First, you'll need a Linux system, and two utilities: tabix and vcftools.
I'm virtualizing an Ubuntu Linux system in Virtualbox on my Windows 7 machine. I had a little trouble compiling vcftools on my Ubuntu system out of the box. Before trying to compile tabix and vcftools I'd recommend installing the GNU C++ compiler and another development version of a compression library, zlib1g-dev. This is easy in Ubuntu. Just enter these commands at the terminal:
sudo apt-get install g++
sudo apt-get install zlib1g-dev
First, download tabix. I'm giving you the direct link to the most current version as of this writing, but you might go to the respective sourceforge pages to get the most recent version yourself. Use tar to unpack the download, go into the unzipped directory, and type "make" to compile the executable.
wget http://sourceforge.net/projects/samtools/files/tabix/tabix-0.2.3.tar.bz2
tar -jxvf tabix-0.2.3.tar.bz2
cd tabix-0.2.3/
make
Now do the same thing for vcf tools:
wget http://sourceforge.net/projects/vcftools/files/vcftools_v0.1.4a.tar.gz
tar -zxvf vcftools_v0.1.4a.tar.gz
tar -zxvf vcftools_v0.1.4a.tar.gz
cd vcftools_0.1.4a/
make
make
The vcftools binary will be in the cpp directory. Copy both the tabix and vcftools executables to wherever you want to run your analysis.
Let's say that you wanted to pull all the 1000 genomes data from the CETP gene on chromosome 16, compute allele frequencies, and drop a linkage format PED file so you can look at linkage disequilibrium using Haploview.
First, use tabix to hit the 1000 genomes FTP site, pulling data from the 20080804 release for the CETP region (chr16:56,995,835-57,017,756), and save that output to a file called genotypes.vcf. Because tabix doesn't download the entire 1000 Genomes data and pulls only the sections you need, this is extremely fast. This should take around a minute, depending on your web connection and CPU speeds.
./tabix -fh ftp://ftp.1000genomes.ebi.ac.uk/vol1/ftp/release/20100804/ALL.2of4intersection.20100804.genotypes.vcf.gz 16:56995835-57017756 > genotypes.vcf
Not too difficult, right? Now use vcftools (which works a lot like plink) to compute allele frequencies. This should take less than one second.
./vcftools --vcf genotypes.vcf --freq --out allelefrequencies
Finally, use vcftools to create a linkage format PED and MAP file that you can use in PLINK or Haploview. This took about 30 seconds for me.
./vcftools --vcf genotypes.vcf --plink --out plinkformat
That's it. It looks like you can also dig around in the supporting directory on the FTP site and pull out genotypes for specific ethnic groups as well (EUR, AFR, and ASN HapMap populations).

Thank you very much, Stephen! This is extremely helpful.
ReplyDeleteExtremely helpful! Thank you!
ReplyDeleteThanks! This was incredibly easy to follow and useful!
######
• **Questions**
1) In the guide, which directory holds the vcftools binary after compiling?
2) Please quote the part of the guide that opens with the words containing "Let's say that" and closes with "disequilibrium using Haploview.".

• **Stored data entries**
######
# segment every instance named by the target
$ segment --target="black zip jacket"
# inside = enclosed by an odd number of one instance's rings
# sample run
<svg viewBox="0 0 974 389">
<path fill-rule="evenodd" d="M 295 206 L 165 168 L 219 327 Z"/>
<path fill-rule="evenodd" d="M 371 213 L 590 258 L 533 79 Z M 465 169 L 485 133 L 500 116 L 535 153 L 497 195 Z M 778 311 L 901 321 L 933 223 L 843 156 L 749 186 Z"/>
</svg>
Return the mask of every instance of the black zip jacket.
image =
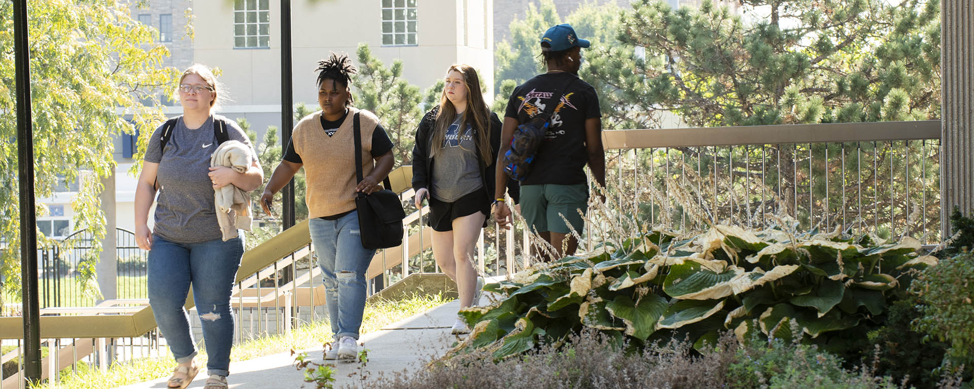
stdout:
######
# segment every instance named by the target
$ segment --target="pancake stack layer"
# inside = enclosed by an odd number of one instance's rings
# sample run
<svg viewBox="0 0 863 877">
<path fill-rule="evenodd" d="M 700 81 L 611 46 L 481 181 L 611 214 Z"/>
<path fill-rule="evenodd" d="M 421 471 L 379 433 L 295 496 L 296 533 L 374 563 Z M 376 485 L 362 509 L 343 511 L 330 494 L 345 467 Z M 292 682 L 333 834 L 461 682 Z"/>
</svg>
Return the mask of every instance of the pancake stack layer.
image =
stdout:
######
• **Answers for the tasks**
1) The cpp directory.

2)
Let's say that you wanted to pull all the 1000 genomes data from the CETP gene on chromosome 16, compute allele frequencies, and drop a linkage format PED file so you can look at linkage disequilibrium using Haploview.